**Given task:** Count the lines in the records below that contain the string "plate". Reply with the number only.

══ Stored records

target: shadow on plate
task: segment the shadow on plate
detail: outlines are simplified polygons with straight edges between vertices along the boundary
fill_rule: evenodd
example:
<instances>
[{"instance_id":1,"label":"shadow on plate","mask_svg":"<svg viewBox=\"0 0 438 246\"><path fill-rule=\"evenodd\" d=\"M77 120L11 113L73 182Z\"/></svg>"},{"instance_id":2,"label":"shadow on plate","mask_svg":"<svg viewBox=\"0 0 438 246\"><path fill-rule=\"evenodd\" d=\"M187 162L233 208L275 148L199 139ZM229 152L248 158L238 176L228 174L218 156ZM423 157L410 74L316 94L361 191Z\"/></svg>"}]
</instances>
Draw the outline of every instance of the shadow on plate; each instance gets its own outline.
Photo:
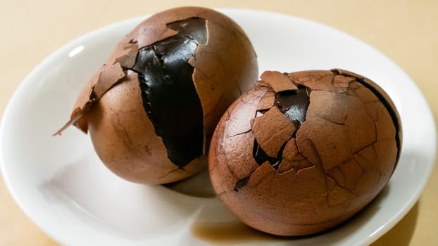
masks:
<instances>
[{"instance_id":1,"label":"shadow on plate","mask_svg":"<svg viewBox=\"0 0 438 246\"><path fill-rule=\"evenodd\" d=\"M371 246L409 245L417 225L420 202L420 200L417 202L411 211L394 227L374 242Z\"/></svg>"}]
</instances>

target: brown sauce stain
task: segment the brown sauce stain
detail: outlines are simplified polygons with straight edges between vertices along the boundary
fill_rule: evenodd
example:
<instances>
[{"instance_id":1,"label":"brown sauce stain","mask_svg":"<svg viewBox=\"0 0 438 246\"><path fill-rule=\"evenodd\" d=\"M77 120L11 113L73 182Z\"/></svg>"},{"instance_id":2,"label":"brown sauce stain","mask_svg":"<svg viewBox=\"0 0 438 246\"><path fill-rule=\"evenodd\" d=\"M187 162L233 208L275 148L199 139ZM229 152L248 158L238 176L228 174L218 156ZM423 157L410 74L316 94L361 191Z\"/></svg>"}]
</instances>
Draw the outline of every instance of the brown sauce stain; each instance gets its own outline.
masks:
<instances>
[{"instance_id":1,"label":"brown sauce stain","mask_svg":"<svg viewBox=\"0 0 438 246\"><path fill-rule=\"evenodd\" d=\"M263 233L238 221L195 222L190 229L192 234L196 238L215 245L290 240L288 237L275 236Z\"/></svg>"}]
</instances>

════

**Task answer:** 5